__THE PROBLEM__
Count the lines in the rows below that contain the string "cluster", treating uppercase and lowercase letters as different. Reply with that number only.

_ _ _

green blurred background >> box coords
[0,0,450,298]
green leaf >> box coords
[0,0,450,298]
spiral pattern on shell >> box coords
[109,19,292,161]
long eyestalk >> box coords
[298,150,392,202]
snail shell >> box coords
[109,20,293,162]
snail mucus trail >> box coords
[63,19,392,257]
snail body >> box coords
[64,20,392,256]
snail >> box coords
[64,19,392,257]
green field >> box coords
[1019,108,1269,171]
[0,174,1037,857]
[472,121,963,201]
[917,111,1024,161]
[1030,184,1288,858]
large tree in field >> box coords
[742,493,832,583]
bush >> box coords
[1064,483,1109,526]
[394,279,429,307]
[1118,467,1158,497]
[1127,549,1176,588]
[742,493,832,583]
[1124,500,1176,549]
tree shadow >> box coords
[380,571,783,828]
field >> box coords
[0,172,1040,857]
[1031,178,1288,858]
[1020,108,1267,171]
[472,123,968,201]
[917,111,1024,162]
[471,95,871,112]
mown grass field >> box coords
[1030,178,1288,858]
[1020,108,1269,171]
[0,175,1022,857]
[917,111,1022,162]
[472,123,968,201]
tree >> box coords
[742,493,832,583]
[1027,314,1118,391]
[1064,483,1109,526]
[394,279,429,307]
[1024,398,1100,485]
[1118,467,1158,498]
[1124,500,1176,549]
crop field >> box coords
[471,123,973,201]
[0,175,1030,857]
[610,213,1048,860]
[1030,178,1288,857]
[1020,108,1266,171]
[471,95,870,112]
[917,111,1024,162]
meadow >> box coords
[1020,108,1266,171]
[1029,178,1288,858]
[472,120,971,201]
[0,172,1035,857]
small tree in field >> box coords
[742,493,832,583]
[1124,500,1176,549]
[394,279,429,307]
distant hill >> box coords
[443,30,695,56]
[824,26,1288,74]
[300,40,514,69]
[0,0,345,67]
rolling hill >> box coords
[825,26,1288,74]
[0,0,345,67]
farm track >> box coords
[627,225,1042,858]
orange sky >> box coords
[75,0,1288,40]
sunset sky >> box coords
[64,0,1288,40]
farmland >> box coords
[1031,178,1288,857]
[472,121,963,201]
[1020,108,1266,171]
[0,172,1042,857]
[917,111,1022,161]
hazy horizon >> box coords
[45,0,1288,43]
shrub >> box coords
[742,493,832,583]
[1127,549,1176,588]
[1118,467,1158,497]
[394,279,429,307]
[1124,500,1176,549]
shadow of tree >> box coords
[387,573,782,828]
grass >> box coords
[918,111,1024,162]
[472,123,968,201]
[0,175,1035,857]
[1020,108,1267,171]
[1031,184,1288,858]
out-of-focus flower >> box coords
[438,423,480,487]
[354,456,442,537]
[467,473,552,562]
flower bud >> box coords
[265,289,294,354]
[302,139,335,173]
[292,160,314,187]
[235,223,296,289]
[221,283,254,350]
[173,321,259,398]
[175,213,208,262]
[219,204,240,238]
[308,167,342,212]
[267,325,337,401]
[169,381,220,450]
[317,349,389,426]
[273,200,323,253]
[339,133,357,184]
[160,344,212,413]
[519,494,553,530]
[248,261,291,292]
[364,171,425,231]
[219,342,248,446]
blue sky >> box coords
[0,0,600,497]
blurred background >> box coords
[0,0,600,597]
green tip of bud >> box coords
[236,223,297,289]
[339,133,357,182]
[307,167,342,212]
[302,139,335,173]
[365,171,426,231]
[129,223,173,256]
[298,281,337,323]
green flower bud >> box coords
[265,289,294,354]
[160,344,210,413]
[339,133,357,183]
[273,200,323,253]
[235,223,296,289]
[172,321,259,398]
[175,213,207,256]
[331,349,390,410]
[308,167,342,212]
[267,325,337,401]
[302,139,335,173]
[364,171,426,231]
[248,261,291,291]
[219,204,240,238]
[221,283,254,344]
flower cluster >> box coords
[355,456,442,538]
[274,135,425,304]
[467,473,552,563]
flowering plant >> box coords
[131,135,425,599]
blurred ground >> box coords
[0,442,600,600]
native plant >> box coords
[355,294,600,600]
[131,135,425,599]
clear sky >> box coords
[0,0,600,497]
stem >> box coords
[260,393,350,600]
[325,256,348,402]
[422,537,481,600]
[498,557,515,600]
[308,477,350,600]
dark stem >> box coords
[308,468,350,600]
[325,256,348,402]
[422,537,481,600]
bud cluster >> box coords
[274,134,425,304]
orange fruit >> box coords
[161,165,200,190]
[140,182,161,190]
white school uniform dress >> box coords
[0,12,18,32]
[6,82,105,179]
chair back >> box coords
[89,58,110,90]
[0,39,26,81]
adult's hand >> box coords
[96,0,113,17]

_ _ _

__RESPONSE BELOW__
2